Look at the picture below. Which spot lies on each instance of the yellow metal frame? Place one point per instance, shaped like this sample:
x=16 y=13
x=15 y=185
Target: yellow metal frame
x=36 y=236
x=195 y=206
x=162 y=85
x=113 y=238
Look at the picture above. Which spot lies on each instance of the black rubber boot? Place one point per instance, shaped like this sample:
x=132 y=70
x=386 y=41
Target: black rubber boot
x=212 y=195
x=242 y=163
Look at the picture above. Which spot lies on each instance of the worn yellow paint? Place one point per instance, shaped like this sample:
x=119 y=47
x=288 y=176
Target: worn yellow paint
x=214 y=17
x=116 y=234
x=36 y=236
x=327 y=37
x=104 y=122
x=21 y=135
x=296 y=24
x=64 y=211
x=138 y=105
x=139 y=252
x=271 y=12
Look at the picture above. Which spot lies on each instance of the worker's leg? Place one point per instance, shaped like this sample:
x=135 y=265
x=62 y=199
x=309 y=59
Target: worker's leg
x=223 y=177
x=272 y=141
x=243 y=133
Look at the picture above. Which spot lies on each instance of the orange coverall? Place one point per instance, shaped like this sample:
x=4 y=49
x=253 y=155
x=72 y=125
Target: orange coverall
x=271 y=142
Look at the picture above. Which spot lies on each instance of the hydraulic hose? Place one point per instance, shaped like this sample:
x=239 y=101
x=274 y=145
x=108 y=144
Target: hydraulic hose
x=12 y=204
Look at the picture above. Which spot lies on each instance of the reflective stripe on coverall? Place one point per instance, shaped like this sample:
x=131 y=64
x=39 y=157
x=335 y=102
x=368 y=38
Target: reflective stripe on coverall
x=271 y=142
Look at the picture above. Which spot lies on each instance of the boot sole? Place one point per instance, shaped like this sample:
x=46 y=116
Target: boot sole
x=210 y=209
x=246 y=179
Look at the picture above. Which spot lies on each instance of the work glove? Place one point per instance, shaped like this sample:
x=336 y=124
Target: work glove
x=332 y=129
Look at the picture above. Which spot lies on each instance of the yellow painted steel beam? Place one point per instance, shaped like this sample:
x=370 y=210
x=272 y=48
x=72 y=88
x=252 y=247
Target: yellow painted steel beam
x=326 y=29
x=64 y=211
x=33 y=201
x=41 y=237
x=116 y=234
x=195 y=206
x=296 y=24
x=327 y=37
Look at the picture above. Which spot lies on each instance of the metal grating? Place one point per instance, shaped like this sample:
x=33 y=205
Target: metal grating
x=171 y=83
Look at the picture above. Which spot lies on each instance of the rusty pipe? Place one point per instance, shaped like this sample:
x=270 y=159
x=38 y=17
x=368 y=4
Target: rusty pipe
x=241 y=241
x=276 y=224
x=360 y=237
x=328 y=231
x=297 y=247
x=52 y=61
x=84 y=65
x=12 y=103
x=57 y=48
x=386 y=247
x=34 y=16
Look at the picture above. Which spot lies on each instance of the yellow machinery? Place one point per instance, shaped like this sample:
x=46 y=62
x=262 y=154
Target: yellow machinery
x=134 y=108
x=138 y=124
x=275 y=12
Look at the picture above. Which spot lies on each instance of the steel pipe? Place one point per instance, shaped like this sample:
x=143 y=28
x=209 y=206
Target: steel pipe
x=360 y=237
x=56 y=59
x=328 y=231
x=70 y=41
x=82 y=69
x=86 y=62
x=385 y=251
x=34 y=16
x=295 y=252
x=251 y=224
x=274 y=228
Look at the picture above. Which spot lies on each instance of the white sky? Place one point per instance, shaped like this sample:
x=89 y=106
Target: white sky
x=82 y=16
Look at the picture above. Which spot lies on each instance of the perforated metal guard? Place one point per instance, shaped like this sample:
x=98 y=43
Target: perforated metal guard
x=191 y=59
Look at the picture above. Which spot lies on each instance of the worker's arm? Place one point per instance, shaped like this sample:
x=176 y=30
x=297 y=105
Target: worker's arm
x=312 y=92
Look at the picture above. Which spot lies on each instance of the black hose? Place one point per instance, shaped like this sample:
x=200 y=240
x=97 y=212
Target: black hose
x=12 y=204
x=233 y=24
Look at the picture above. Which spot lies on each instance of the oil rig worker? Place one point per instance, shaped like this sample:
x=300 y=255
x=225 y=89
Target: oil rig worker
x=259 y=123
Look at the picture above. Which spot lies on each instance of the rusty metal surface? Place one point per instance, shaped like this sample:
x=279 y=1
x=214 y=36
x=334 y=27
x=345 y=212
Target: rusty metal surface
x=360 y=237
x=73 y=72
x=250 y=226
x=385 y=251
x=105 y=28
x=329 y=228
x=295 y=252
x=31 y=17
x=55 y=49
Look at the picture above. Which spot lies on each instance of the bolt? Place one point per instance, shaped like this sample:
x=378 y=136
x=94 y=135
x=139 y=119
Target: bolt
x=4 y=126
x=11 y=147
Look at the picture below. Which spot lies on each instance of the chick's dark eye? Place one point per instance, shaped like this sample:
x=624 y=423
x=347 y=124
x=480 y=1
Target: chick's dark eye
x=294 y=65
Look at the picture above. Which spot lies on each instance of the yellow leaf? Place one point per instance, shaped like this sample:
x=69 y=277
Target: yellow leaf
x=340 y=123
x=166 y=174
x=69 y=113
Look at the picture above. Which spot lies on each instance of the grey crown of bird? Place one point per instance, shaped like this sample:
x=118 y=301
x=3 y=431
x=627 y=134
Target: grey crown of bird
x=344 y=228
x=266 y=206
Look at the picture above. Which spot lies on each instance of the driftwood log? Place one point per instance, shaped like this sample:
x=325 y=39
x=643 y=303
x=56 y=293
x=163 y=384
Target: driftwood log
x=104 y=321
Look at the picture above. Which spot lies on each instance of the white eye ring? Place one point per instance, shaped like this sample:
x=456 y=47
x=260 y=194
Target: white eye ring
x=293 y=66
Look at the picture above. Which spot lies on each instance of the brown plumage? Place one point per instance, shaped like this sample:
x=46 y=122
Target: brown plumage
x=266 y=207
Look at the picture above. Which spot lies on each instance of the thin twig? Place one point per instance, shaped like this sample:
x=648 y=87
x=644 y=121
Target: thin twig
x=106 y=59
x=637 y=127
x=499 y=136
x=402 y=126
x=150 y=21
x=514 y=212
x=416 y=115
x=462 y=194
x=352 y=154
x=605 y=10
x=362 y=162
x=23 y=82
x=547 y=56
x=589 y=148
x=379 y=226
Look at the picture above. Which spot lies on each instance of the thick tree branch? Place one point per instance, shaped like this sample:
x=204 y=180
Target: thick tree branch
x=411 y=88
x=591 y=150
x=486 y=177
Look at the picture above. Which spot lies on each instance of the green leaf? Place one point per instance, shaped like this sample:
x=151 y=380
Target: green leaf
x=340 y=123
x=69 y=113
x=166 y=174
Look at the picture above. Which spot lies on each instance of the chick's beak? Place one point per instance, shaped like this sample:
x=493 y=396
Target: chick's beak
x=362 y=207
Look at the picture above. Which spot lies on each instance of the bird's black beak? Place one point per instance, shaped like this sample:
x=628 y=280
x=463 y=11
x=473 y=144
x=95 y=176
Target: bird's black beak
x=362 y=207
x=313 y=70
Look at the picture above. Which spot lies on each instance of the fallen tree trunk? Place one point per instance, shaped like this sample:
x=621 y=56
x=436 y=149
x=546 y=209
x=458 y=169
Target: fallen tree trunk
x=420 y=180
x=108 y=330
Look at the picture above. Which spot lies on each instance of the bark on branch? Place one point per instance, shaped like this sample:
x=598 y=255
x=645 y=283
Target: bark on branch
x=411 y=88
==
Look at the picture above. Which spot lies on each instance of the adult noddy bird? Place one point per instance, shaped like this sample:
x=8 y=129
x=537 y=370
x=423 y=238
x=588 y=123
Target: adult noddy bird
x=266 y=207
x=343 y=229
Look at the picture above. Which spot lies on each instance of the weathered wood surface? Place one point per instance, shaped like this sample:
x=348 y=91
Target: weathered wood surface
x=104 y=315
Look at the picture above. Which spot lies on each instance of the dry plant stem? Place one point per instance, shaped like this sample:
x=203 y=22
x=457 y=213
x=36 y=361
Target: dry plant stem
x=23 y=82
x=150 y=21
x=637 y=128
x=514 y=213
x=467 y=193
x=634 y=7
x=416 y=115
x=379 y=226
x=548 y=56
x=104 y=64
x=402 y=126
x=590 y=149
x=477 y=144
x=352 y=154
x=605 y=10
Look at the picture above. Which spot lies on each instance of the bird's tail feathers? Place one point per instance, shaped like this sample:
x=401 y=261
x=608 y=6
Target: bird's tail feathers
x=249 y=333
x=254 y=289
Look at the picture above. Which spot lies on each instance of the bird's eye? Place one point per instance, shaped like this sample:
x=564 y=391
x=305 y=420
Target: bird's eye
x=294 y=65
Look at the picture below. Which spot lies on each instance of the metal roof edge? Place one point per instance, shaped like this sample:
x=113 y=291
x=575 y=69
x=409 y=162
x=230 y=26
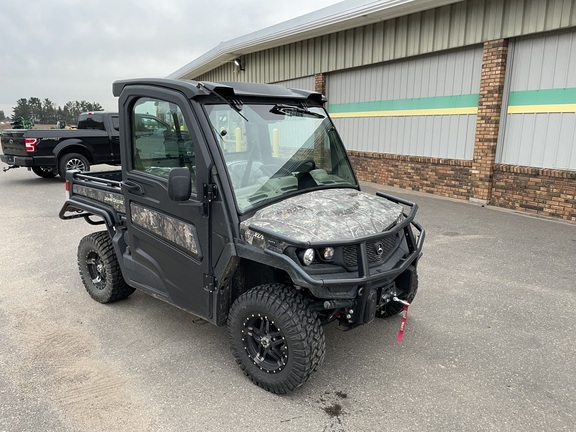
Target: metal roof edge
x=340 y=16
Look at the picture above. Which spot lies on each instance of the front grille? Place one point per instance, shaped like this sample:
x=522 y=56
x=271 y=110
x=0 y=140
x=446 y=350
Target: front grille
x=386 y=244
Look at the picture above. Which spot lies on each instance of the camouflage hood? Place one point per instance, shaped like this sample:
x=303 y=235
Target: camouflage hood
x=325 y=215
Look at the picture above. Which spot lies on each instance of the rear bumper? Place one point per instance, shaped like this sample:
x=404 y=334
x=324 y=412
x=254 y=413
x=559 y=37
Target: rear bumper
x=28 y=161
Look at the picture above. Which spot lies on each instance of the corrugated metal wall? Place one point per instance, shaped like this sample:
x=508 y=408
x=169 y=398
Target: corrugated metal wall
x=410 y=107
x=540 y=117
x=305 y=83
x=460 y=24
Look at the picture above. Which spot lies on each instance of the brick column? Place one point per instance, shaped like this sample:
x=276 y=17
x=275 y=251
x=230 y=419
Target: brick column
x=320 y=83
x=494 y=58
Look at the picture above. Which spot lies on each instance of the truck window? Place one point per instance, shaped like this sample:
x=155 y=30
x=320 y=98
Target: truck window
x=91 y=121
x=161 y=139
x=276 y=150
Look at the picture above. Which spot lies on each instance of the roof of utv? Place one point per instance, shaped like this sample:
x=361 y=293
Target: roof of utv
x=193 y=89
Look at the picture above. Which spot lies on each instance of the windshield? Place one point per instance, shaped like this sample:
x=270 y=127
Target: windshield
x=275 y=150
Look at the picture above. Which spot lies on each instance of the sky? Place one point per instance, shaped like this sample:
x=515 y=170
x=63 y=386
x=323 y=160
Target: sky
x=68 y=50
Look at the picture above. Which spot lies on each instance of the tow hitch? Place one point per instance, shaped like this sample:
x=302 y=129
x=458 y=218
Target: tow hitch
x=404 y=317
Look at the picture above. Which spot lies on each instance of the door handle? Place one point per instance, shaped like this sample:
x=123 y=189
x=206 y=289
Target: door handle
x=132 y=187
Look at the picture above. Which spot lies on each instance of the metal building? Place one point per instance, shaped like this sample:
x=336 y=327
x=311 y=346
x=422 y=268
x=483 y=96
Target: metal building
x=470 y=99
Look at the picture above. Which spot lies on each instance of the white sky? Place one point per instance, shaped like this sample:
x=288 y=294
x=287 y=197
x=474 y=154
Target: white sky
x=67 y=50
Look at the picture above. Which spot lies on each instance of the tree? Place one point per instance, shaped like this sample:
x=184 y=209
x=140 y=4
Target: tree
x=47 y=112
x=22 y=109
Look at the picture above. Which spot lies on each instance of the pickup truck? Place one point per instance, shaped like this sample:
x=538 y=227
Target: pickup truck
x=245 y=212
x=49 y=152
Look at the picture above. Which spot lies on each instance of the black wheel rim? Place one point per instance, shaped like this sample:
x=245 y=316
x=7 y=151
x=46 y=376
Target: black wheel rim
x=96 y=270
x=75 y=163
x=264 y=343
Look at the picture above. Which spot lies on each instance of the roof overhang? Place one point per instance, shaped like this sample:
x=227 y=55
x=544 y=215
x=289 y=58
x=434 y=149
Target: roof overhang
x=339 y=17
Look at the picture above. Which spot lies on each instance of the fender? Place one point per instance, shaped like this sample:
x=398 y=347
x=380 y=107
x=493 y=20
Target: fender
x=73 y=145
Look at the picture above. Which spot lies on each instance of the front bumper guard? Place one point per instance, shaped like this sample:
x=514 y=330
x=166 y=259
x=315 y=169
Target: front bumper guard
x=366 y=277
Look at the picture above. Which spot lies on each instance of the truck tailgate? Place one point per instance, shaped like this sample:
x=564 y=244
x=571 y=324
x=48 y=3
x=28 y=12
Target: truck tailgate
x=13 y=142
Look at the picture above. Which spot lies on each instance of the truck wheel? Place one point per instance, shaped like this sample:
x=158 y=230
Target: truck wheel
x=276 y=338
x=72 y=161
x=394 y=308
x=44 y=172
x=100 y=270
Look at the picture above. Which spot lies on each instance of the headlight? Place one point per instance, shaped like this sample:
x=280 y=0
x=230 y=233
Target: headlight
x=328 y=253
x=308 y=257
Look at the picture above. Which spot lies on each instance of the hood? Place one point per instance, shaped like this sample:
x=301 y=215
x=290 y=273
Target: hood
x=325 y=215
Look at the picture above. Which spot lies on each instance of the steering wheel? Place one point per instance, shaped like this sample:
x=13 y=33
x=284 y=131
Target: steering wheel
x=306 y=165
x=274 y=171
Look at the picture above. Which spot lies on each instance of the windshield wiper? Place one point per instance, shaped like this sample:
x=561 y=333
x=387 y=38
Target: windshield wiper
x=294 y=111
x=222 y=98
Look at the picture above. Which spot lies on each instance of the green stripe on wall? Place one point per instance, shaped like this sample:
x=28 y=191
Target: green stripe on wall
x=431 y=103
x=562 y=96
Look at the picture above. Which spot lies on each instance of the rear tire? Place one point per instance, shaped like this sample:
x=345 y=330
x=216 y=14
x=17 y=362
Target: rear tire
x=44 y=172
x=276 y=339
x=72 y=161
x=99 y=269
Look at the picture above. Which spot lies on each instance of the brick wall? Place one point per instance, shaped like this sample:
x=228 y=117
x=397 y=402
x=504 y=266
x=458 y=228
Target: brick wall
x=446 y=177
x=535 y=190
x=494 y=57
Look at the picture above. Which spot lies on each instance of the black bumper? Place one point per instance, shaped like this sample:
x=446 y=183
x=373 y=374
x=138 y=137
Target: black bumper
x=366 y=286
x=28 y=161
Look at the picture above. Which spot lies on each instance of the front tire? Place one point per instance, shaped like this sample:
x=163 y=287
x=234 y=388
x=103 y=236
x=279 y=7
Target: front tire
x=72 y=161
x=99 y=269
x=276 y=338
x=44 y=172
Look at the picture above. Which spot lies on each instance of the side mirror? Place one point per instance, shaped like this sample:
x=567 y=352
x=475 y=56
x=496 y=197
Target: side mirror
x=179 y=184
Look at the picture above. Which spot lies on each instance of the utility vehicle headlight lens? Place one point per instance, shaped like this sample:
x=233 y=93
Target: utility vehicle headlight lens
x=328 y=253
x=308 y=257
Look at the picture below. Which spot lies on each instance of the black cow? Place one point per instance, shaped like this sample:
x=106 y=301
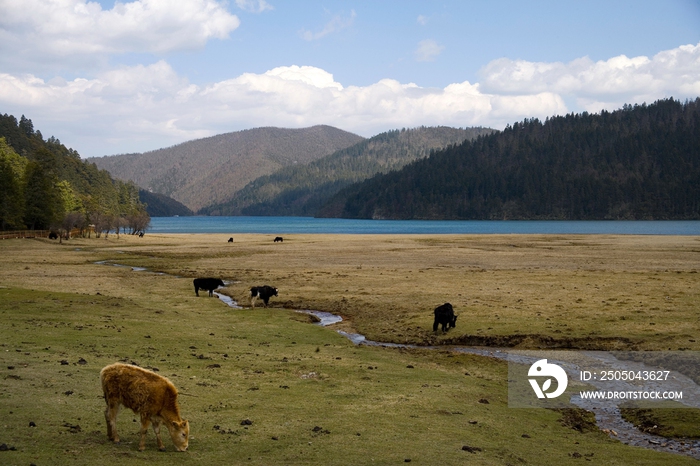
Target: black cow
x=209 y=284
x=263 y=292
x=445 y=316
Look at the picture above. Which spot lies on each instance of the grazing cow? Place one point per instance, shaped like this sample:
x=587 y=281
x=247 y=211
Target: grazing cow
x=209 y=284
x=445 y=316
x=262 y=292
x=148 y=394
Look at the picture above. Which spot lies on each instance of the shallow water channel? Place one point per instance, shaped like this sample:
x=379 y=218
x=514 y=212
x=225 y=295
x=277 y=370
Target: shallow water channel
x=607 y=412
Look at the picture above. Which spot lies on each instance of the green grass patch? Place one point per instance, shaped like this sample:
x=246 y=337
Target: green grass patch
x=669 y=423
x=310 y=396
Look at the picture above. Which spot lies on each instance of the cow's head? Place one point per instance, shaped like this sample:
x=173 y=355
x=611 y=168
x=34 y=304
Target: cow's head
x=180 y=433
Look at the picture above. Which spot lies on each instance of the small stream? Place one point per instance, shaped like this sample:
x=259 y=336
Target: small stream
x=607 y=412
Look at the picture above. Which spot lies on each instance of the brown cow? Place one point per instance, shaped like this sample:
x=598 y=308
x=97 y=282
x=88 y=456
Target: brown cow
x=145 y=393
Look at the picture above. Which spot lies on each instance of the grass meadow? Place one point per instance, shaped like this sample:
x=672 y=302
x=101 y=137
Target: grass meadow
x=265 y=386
--
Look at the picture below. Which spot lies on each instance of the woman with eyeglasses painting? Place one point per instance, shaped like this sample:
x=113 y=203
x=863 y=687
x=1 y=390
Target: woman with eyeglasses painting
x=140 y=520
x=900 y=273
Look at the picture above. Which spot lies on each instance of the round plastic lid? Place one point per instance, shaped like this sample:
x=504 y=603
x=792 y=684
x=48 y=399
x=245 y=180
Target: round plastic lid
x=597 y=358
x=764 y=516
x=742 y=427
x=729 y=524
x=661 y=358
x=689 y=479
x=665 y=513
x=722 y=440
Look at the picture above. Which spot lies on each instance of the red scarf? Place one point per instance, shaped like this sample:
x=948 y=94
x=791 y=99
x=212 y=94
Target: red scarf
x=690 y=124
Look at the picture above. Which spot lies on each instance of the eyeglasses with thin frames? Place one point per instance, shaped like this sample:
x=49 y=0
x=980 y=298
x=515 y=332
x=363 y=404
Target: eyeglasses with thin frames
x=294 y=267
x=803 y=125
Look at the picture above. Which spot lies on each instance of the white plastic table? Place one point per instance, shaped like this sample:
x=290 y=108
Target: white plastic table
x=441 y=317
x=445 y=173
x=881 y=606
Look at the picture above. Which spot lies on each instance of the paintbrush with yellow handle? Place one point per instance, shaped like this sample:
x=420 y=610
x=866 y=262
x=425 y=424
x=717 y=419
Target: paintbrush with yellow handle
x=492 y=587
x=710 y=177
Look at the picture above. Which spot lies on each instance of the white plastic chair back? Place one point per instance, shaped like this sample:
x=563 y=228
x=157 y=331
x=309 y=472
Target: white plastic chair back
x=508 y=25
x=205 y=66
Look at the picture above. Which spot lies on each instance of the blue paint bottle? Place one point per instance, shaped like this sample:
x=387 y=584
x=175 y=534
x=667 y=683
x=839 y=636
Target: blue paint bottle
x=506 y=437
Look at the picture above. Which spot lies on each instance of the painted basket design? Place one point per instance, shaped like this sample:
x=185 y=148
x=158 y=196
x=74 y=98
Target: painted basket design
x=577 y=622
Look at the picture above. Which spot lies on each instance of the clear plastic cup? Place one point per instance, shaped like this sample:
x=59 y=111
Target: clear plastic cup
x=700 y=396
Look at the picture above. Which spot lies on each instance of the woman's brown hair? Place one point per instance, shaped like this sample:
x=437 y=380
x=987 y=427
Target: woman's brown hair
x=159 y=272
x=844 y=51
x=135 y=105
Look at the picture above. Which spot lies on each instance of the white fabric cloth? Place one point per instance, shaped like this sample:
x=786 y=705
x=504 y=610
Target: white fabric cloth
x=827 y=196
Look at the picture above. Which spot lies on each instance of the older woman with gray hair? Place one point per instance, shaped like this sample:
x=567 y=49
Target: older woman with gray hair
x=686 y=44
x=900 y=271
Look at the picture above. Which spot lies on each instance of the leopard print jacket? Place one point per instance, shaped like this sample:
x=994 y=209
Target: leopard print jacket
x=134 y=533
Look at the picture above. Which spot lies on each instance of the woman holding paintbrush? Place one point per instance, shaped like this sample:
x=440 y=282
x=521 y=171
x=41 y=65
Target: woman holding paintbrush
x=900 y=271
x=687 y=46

**Task to carry out**
Reproduce, character for character, the rows between the line holding "of the paintbrush" and the line holding "x=506 y=437", inclusive.

**Answer for this exercise**
Look at the picture above. Which spot lies on each instance of the paintbrush with yellow handle? Place one point per instance, shaped like this sample:
x=420 y=610
x=866 y=262
x=425 y=424
x=717 y=419
Target: paintbrush with yellow handle
x=492 y=587
x=710 y=177
Look at the picture above. Which spot lies on each instance of the white plastic chair back? Place one point per instance, shaped like this sample:
x=563 y=228
x=157 y=331
x=309 y=472
Target: white plastic chair back
x=508 y=25
x=205 y=66
Look at the picture above. Which spot lies on each instance of the blue paint bottle? Place one point per instance, shaped like this sample:
x=387 y=584
x=175 y=534
x=667 y=683
x=839 y=636
Target: blue paint bottle
x=506 y=437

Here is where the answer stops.